Event details

The challenges of analysing qualitative data

Wednesday, 29 May 2013

Professor Sue Clegg and Dr Jacqueline Stevenson

There is no text book way of analysing qualitative data and in this workshop we will try to share insights about how we make interpretations based on prior theoretical framings and from within different theoretical traditions.

Dr Stevenson will explore looking at data through a Bourdieusian lens. She will introduce some key ideas and then involve participants in working on transcript material from interviews she has undertaken. Professor Clegg will introduce some ideas from phenomenological approaches to data and invite participants to read some of their own data using this approach.

The workshop will draw together insights and debate the difficulties of representing qualitative analysis in writing about our research. 

Participants are asked to bring some copies of parts of transcripts that they would be willing to work with in small groups as part of the workshop. 

Sue Clegg is Professor of Higher Educational Research and Heads the Centre for Research into Higher Education, and is Director of Research Students. Her personal research includes close-to-practice research, often in collaboration with practitioners, and theoretical work for example in her work on the social and pedagogical significance of the gendering of information technology, her analyses of information technologies in learning and teaching, and her critique of the debate about the nature of ‘evidence-based’ practice. She is Editor of Teaching in Higher Education and serves on the Boards of Studies in Higher Education and Higher Education Quarterly.

## Available data

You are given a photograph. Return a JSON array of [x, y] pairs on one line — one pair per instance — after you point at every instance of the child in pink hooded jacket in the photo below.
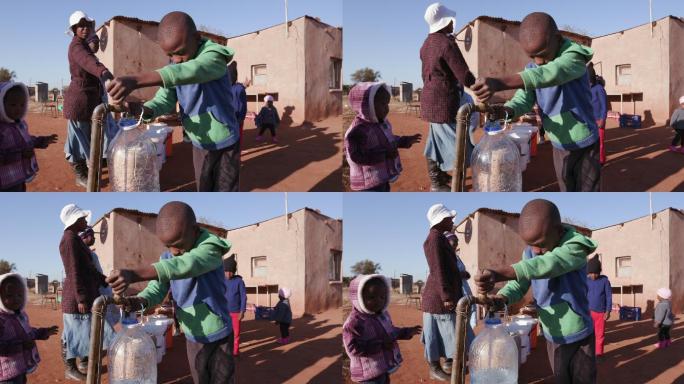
[[17, 156], [369, 336], [370, 145], [18, 352]]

## Task prompt
Name every journal that the event details connect with Sue Clegg, either as its editor or through board membership.

## Response for this exercise
- Teaching in Higher Education
- Studies in Higher Education
- Higher Education Quarterly